● **Challenges**
a - Please copy the passage from the post about learning Spanish, starting at "So imagin my" and ending at "to me' lol.".
b - Answer these questions from the post about learning Spanish below:
(i) How does the writer say Spaniards pronounce the number 5?
(ii) On which day did the writer try to talk to a waiter?
(iii) What language does the friend's husband not speak a word of?

● **Article**

————————

So imagin my shock when I tried to talk to a waiter the first day only to get a dumb look back that told me 'What is this moron trying to say to me' lol.
Go figure I eventually found what my problem was. I was learining Spanish the way Mexicans speak it. first off, We learn to pronounce 5 Sinco, there. It can pass in mexico but spaniards pronounce it Thinco. C is actually TH. that was ahuge part of my problem and something I never thought of before. That i was learning it wrong and would be though of as a complete idiot in spain
But I dont feel that dumb. My friend who is totally fleunt in spanish and married to a mexican husband that doesnt speak a word of enlgish got the same look from people also, at times there. but she did better than Me.

————————

● **Entries shown**
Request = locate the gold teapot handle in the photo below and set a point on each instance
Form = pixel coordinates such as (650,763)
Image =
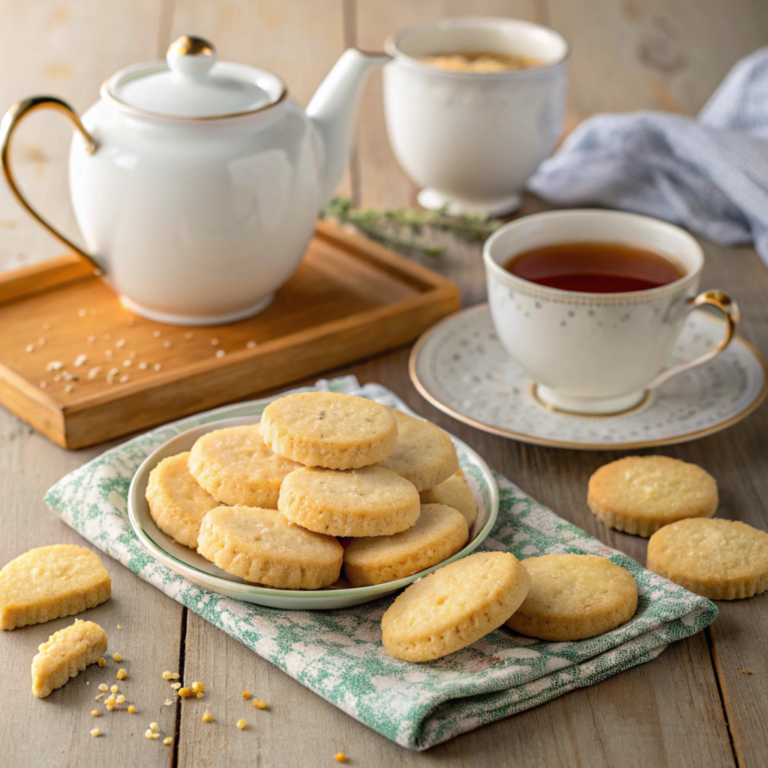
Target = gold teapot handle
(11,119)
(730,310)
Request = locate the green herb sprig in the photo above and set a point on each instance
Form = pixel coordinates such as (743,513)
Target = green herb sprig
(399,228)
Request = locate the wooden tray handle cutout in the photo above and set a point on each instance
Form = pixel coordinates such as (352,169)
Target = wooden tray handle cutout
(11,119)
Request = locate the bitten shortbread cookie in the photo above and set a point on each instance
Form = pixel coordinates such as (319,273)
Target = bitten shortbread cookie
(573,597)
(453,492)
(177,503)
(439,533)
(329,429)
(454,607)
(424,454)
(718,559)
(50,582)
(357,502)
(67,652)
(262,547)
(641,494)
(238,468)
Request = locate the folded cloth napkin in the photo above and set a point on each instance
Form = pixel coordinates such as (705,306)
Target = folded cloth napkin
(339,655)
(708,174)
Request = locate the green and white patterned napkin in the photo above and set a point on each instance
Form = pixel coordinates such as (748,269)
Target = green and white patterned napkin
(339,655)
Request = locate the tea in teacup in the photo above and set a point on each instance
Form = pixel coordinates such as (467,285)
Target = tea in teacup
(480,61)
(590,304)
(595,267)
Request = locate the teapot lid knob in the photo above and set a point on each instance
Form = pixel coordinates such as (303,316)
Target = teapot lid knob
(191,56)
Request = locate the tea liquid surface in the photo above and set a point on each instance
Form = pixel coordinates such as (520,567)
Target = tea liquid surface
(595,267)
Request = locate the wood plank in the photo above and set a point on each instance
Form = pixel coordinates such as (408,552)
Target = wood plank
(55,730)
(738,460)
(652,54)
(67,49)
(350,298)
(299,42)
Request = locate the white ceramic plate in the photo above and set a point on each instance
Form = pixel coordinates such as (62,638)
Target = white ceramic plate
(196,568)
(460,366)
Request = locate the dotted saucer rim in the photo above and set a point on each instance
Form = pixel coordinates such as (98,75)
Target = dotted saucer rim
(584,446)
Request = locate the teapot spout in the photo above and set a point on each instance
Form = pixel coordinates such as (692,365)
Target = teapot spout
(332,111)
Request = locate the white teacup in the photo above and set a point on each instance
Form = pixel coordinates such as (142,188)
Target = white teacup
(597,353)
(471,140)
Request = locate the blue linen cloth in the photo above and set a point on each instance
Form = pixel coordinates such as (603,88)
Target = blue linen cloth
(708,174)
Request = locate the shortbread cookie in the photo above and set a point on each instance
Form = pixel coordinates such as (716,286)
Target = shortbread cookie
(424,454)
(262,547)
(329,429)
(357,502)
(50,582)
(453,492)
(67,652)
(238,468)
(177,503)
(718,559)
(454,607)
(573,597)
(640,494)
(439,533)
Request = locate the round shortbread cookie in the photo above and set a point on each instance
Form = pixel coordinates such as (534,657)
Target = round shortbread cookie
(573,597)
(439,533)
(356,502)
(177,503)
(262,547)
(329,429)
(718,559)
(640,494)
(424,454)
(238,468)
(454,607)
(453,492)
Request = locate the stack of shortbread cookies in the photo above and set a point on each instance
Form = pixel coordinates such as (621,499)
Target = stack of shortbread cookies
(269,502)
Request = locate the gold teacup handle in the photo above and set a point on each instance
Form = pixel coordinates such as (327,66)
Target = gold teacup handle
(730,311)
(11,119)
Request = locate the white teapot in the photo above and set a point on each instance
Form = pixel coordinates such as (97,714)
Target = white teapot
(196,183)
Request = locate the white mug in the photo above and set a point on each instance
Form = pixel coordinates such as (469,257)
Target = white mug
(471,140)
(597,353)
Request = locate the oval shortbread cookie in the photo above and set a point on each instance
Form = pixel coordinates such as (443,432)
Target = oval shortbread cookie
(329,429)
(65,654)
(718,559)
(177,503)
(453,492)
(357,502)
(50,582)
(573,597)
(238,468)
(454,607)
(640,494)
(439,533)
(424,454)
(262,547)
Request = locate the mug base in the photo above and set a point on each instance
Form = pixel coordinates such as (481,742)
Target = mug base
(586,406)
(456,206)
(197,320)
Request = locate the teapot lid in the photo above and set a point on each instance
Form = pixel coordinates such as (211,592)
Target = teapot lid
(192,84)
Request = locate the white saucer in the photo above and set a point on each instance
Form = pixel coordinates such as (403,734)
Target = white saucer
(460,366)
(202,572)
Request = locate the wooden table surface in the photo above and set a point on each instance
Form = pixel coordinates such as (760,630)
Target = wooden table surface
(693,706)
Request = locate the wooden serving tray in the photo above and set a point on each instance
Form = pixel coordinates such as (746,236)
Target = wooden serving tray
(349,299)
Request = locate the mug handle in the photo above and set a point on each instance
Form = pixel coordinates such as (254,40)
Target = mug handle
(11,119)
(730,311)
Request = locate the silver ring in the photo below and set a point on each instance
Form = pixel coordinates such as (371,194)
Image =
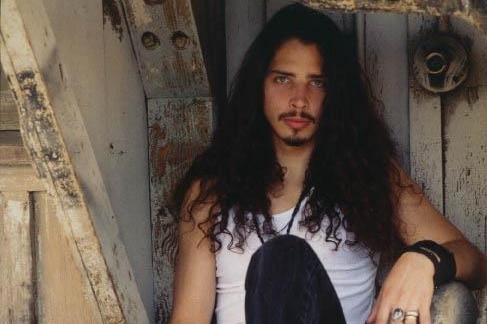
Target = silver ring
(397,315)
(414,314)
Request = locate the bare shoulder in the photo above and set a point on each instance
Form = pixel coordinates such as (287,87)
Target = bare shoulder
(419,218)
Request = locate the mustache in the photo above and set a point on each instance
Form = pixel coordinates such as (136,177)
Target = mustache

————————

● **Complete answers**
a -
So imagin my shock when I tried to talk to a waiter the first day only to get a dumb look back that told me 'What is this moron trying to say to me' lol.

b -
(i) Thinco
(ii) The first day
(iii) English